-------- Texto proporcionado
Borges no dibuja a este nazi como una pobre víctima del adoctrinamiento, sino como algo mucho más inquietante: un apóstol. Un fiel creyente de una nueva fe cuyo evangelio se predica con sangre. Y como todo fanático que se respeta, desprecia a quienes no comprenden que la moral no es una brújula, sino un arma. La guerra, la muerte, la aniquilación del enemigo no son, para él, consecuencias lamentables: son sacramentos. Ritos necesarios en la liturgia de su causa. Y esa destrucción no excluye a su propio pueblo. No lo mueve la necesidad, sino el éxtasis de demoler. El propósito no es dominar el mundo, sino reformatearlo. El viejo orden debía ser demolido, y si Alemania tenía que ser parte de los escombros, que así fuera. Continua Otto en el cuento:
Para cada hombre, esa justificación es distinta; yo esperaba la guerra inexorable que probaría nuestra fe. Me bastaba saber que yo sería un soldado de sus batallas[…] Muchas cosas hay que destruir para edificar el nuevo orden; ahora sabemos que Alemania era una de esas cosas.
¿Les suena familiar? A mí también. Tristemente, los ejemplos sobran. En mi caso, lo he oído en boca de ideólogos de mi tierra que, incluso hoy, con un país reducido a escombros, siguen hablando de sacrificios históricos como si fueran un noble tributo y no un monumento a la estupidez. Para dejarlo claro —y evitar las comparaciones triviales— no, la tragedia venezolana no ha alcanzado (ni espero que alcance) las proporciones industriales del Holocausto. Pero el molde conceptual es inquietantemente similar. En el evangelio del fanático, la idea necesita mártires, preferiblemente ajenos. Si los muertos son otros, perfecto. Pero si es la sociedad entera, si es la patria misma la que debe destruirse, pues que se queme con entusiasmo.
Otto zur Linde, como tantos que han existido (y aún existen), no le teme al infierno. No porque lo niegue, sino porque lo considera parte del contrato revolucionario. El humo es, para ellos, el incienso de lo sagrado: “Que el cielo exista, aunque nuestro lugar sea el infierno.”
Y ahí está la herejía mayor: el sádico con causa. El verdugo que no solo aprieta el gatillo, sino que lo hace convencido de que su dedo está guiado por la mano de la historia. El cuento de Borges no solo desnuda al nazi; desnuda una ilusión reconfortante que preferimos no interrogar demasiado: la de que todo verdugo fue primero una víctima. Pero no. Hay quienes caminan hacia la atrocidad no como esclavos de una maquinaria opresiva, sino como apóstoles de una nueva moral. No llegan al horror empujados, sino marchando. Con fe. Con entusiasmo. Con uniforme recién planchado.
----------------
> _Problemas_
(1) Responda brevemente, según el texto sobre el cuento de Borges:
(a) Si no es como una pobre víctima del adoctrinamiento, ¿cómo dibuja Borges a este nazi?
(b) ¿Qué considera Otto zur Linde que es el infierno?
(c) ¿Cómo llegan al horror quienes caminan hacia la atrocidad como apóstoles de una nueva moral?
(2) Prosiga el texto sobre el cuento de Borges con uno o dos párrafos a partir de su última oración.
No hace falta consultar los registros para resolver lo que aquí se pide.
-------- Registros del conjunto
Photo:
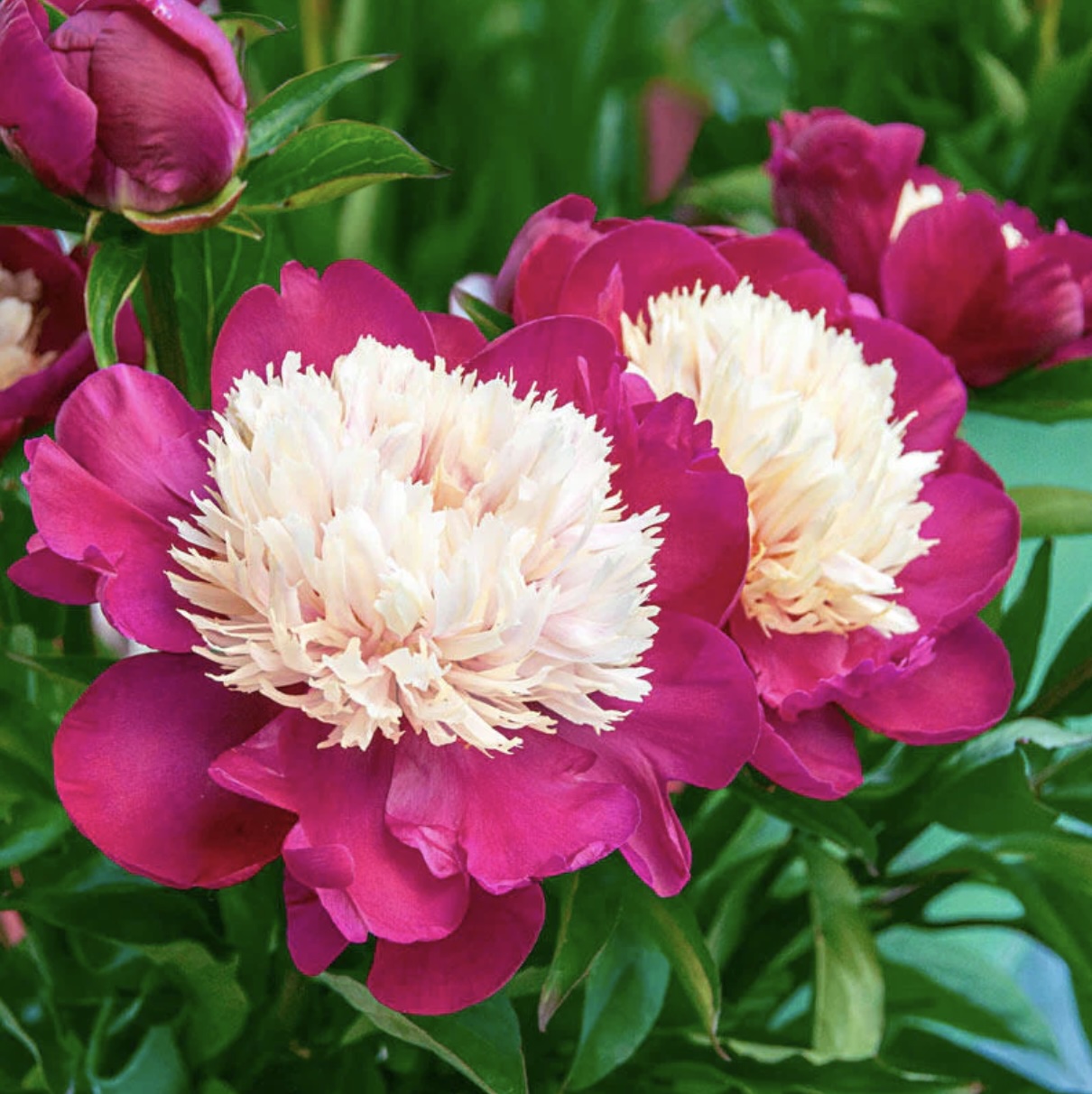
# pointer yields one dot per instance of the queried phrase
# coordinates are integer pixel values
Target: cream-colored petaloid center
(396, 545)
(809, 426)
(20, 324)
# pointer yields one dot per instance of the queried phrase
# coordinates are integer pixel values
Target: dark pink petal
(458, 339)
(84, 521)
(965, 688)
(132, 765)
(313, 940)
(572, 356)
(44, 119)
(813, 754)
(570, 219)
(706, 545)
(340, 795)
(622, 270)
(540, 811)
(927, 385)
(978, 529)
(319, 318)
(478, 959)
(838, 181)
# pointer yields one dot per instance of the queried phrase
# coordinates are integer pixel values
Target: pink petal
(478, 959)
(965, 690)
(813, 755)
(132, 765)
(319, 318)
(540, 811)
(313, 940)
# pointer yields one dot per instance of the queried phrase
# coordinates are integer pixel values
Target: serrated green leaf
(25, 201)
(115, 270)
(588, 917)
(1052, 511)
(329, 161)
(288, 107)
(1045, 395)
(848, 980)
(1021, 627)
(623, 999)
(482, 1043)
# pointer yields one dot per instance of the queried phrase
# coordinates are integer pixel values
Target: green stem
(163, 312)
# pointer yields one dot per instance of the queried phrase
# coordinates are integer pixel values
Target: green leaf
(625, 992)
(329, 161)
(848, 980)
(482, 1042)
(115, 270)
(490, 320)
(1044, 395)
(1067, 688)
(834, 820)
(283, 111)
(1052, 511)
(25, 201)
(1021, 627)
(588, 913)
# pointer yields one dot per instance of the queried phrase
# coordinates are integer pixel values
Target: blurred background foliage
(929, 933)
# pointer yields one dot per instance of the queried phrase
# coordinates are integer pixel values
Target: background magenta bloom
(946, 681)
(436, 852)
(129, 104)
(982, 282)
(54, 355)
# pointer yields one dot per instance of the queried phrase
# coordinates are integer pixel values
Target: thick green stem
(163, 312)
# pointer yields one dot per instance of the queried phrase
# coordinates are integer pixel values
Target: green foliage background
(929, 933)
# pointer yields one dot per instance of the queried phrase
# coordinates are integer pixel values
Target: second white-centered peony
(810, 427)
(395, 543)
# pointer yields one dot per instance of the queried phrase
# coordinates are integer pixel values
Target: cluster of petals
----------------
> _Soluciones_
(1)
(a) Como un apóstol, un fiel creyente de una nueva fe cuyo evangelio se predica con sangre.
(b) Lo considera parte del contrato revolucionario.
(c) No llegan empujados, sino marchando: con fe, con entusiasmo y con uniforme recién planchado.

(2)
Sería más fácil si el mal siempre llegara con un ridículo bigote o envuelto en un desfile de tanques. Pero a veces entra en voz baja, con poesía, con citas filosóficas de Rousseau, con palabras como pueblo, redención, justicia. Al final, como Borges nos muestra, la ideología no siempre disculpa al infierno. A veces lo diseña. Y a veces —con cánticos y banderas— lo celebra.
Hay monstruos que se miran al espejo y no tiemblan. El infierno, también, tiene ideología.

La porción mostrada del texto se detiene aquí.